▶ _WORK ITEM A_:
From the gazpacho recipe text below, copy word for word the passage starting at "Gazpacho Recipes - Breadless" and ending at "Yellow Onion (sliced)".
▶ _WORK ITEM B_:
According to the gazpacho recipe text below, how many servings does the breadless gazpacho recipe make?
▶ _WORK ITEM C_:
Write the next part of the gazpacho recipe text below, picking up after its final line.
*** Opening of EXTRACTED TEXT ***
Gazpacho recipes are usually a chilled tomato-based soup that you can literally whip up in a few minutes. However, there are many variations of this chilled soup that you can make.
Although, fresh produce will always be a key ingredient in gazpacho recipes.
A white gazpacho is a tasty alternative to a tomato-based gazpacho
and this type of gazpacho does not use tomatoes as its base. Instead, cucumbers are used in a white gazpacho and almonds are another common ingredient found in a white gazpacho.
A tomato-based or a cucumber-based gazpacho can both be refreshing to eat
in the summer months - or whenever you have really fresh produce.
Gazpacho Recipes - Breadless Gazpacho
1 pound of Organic Ripe Vine-Ripened Tomatoes (diced)
1 small Organic Green Pepper (seeded & diced)
1/3 Organic Red Bell Pepper (seeded & diced)
1/4 Organic Yellow Onion (sliced)
1/2 Organic Cucumber (peel, seed, & chop)
1 Organic Minced Garlic Clove
Pinch of Sea Salt
1/8 cup Cold-Pressed Spanish Extra Virgin Olive Oil
Few Dashes of Organic Raw Apple Cider Vinegar
Garnish: Fresh Organic Mint Leaves
You can also change up any of the ingredients depending on what's available or in season.
Blend organic ingredients in a food processor, Vitamix, or use a hand blender to create a soup-like mixture.
Then strain the gazpacho soup to remove skin and seeds which creates a more silky gazpacho recipe.
Pour into individual bowls and chill before serving - topped with fresh mint leaves. Recipe makes 2 servings.
Gazpacho Recipes - White Gazpacho
6 inch Organic French Bread (crustless)
1 1/2 cups of Organic Vegetable Stock
2 Hot House Cucumbers (peeled & seeded)
1/2 Organic Sweet Onion (chopped)
6 Finely Minced Organic Garlic Cloves
3 Whites of Organic Green Onions (chopped)
*** Close of EXTRACTED TEXT ***
*** Opening of GIVEN ENTRIES ***
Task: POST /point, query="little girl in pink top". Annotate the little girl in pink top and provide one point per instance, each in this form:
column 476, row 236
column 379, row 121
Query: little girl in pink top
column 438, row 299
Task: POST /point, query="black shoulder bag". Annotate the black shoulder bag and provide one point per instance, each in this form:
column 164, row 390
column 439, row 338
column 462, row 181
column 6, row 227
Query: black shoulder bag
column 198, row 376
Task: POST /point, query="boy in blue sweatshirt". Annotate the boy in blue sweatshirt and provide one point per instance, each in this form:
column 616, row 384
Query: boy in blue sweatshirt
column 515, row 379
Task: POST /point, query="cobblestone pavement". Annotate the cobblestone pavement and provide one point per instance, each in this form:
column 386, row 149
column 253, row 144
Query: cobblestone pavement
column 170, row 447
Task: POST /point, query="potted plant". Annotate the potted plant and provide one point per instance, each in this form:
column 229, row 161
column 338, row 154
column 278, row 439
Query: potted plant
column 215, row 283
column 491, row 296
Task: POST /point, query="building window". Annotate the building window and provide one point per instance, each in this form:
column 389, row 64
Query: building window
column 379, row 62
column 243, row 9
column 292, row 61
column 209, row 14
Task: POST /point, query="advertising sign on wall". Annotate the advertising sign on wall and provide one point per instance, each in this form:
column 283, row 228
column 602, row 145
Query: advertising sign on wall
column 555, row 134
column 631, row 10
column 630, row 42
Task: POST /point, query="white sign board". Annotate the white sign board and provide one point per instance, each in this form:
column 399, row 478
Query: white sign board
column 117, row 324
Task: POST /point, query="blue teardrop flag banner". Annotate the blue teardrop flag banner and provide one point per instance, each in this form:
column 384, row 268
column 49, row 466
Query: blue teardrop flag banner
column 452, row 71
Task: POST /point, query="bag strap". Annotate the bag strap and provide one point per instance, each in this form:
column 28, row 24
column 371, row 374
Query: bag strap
*** Close of GIVEN ENTRIES ***
▶ _TASK RESPONSE A_:
Gazpacho Recipes - Breadless Gazpacho
1 pound of Organic Ripe Vine-Ripened Tomatoes (diced)
1 small Organic Green Pepper (seeded & diced)
1/3 Organic Red Bell Pepper (seeded & diced)
1/4 Organic Yellow Onion (sliced)

▶ _TASK RESPONSE B_:
It makes 2 servings.

▶ _TASK RESPONSE C_:
1/2 cup of Blanched Organic Almonds
Juice of 1 Organic Lemon
1/3 cup Organic White Wine Vinegar
1/3 cup Organic Spanish Extra Virgin Olive Oil
2 oz. Organic Vegetable Stock
1/2 cup Organic Heavy Cream (not ultra-pasteurized)
Soak french bread in the vegetable stock until it absorbs liquid. Then squeeze out most of the stock before adding the bread to your food processor.
Add in the cucumber, sweet onion, whites of green onions, garlic, and blanched almonds - pulse for a few times to finely chop up the ingredients.
Then add lemon juice, vinegar, olive oil, extra vegetable stock, seasoning, and heavy cream to the food processor - blend until a creamy texture.
Chill for at least 30 minutes before serving in individual bowls topped with garnish.
If you are going to use bread, it is best to use a 2 to 3 day old bread. And you can use any type of bread in your gazpacho.
However, an organic sourdough french bread may be the traditional choice for making this type of gazpacho soup. You can even omit the bread and add in some yogurt instead - which would help to add more protein and probiotics to your white gazpacho.